Geef de regels van alle onderstaande records weer als een JSON-lijst van strings, met één string per regel. Laat lege regels weg.

[Beschikbare gegevens]
┏━━
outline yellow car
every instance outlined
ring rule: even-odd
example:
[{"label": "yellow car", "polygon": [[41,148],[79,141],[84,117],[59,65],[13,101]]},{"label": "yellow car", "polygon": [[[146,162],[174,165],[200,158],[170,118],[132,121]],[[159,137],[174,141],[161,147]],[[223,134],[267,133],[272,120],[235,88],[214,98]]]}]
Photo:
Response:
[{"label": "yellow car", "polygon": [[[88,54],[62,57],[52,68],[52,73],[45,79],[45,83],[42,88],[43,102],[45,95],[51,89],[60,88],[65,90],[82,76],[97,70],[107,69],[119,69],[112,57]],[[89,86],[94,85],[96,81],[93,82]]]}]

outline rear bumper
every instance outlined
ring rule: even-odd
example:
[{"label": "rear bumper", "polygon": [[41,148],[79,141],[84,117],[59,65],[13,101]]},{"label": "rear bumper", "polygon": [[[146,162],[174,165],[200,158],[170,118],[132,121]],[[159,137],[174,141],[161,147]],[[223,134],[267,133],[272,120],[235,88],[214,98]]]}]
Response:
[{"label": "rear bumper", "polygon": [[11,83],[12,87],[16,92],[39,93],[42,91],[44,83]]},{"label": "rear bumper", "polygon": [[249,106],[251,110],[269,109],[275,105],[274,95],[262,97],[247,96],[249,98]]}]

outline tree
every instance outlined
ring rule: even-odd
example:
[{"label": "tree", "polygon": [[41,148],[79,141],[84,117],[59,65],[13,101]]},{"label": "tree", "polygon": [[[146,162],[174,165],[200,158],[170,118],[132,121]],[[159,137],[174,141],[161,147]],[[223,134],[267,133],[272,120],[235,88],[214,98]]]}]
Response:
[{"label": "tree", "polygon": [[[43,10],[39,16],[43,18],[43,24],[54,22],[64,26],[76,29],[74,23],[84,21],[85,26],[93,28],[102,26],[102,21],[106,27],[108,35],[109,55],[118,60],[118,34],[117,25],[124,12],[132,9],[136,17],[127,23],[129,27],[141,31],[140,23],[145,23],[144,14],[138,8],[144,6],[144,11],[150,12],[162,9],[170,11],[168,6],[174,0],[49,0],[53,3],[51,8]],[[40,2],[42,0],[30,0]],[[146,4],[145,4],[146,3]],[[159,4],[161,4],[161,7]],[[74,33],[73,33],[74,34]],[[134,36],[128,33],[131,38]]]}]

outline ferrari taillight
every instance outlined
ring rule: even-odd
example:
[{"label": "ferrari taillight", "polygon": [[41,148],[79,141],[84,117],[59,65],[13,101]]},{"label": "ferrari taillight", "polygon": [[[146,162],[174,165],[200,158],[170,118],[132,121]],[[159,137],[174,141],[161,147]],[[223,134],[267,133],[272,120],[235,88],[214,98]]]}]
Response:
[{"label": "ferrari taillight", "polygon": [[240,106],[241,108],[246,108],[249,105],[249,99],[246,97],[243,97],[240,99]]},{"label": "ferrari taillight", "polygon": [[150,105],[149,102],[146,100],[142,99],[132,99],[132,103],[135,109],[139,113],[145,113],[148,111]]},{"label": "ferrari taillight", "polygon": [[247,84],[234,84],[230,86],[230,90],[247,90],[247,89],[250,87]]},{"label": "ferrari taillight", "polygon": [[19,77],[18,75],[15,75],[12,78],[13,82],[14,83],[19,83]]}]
┗━━
[Antwoord]
[
  "outline yellow car",
  "every instance outlined",
  "ring rule: even-odd",
  "example:",
  "[{\"label\": \"yellow car\", \"polygon\": [[41,148],[79,141],[84,117],[59,65],[13,101]]},{\"label\": \"yellow car\", \"polygon\": [[[146,162],[174,165],[200,158],[170,118],[132,121]],[[159,137],[174,141],[161,147]],[[223,134],[267,133],[272,120],[235,88],[214,98]]]}]",
  "Photo:",
  "Response:",
  "[{\"label\": \"yellow car\", \"polygon\": [[[88,54],[62,57],[52,68],[52,73],[45,79],[45,83],[42,88],[43,102],[45,95],[51,89],[60,88],[65,90],[82,76],[97,70],[107,69],[119,69],[112,57]],[[89,86],[94,85],[96,81],[93,82]]]}]",
  "outline rear bumper",
  "every instance outlined",
  "ring rule: even-odd",
  "example:",
  "[{\"label\": \"rear bumper\", \"polygon\": [[41,148],[79,141],[84,117],[59,65],[13,101]]},{\"label\": \"rear bumper\", \"polygon\": [[[146,162],[174,165],[200,158],[170,118],[132,121]],[[159,137],[174,141],[161,147]],[[223,134],[267,133],[272,120],[235,88],[214,98]]]}]",
  "Response:",
  "[{\"label\": \"rear bumper\", \"polygon\": [[11,83],[12,87],[16,92],[39,93],[42,91],[44,83]]},{\"label\": \"rear bumper\", \"polygon\": [[249,106],[251,110],[269,109],[275,105],[274,95],[262,97],[247,96],[249,98]]}]",
  "outline tree",
  "every instance outlined",
  "ring rule: even-odd",
  "example:",
  "[{\"label\": \"tree\", \"polygon\": [[41,148],[79,141],[84,117],[59,65],[13,101]]},{\"label\": \"tree\", \"polygon\": [[[146,162],[174,165],[200,158],[170,118],[132,121]],[[159,137],[174,141],[161,147]],[[223,134],[267,133],[272,120],[235,88],[214,98]]]}]",
  "Response:",
  "[{\"label\": \"tree\", \"polygon\": [[[43,10],[39,16],[43,18],[43,24],[54,22],[64,26],[76,29],[74,23],[84,21],[85,26],[93,28],[102,26],[102,21],[106,27],[108,35],[109,55],[118,60],[118,34],[117,25],[124,12],[132,9],[136,17],[127,23],[129,27],[141,31],[140,23],[145,23],[144,14],[138,8],[144,6],[144,11],[150,12],[162,9],[170,11],[168,6],[174,0],[49,0],[53,3],[51,8]],[[40,2],[42,0],[30,0]],[[146,4],[145,4],[146,3]],[[159,4],[161,4],[161,7]],[[74,33],[73,33],[74,34]],[[134,36],[128,33],[131,38]]]}]",
  "outline ferrari taillight",
  "every instance outlined",
  "ring rule: even-odd",
  "example:",
  "[{\"label\": \"ferrari taillight\", \"polygon\": [[41,148],[79,141],[84,117],[59,65],[13,101]]},{\"label\": \"ferrari taillight\", \"polygon\": [[[146,162],[174,165],[200,158],[170,118],[132,121]],[[159,137],[174,141],[161,147]],[[223,134],[267,133],[272,120],[235,88],[214,98]]]}]",
  "Response:",
  "[{\"label\": \"ferrari taillight\", \"polygon\": [[240,106],[241,108],[246,108],[249,105],[249,99],[246,97],[243,97],[240,99]]},{\"label\": \"ferrari taillight\", \"polygon\": [[150,105],[149,102],[146,100],[142,99],[132,99],[132,103],[135,109],[139,113],[145,113],[148,111]]},{\"label\": \"ferrari taillight\", \"polygon\": [[247,84],[234,84],[230,86],[230,90],[247,90],[247,89],[250,87]]},{\"label\": \"ferrari taillight\", \"polygon\": [[19,77],[18,75],[15,75],[12,78],[13,82],[14,83],[19,83]]}]"
]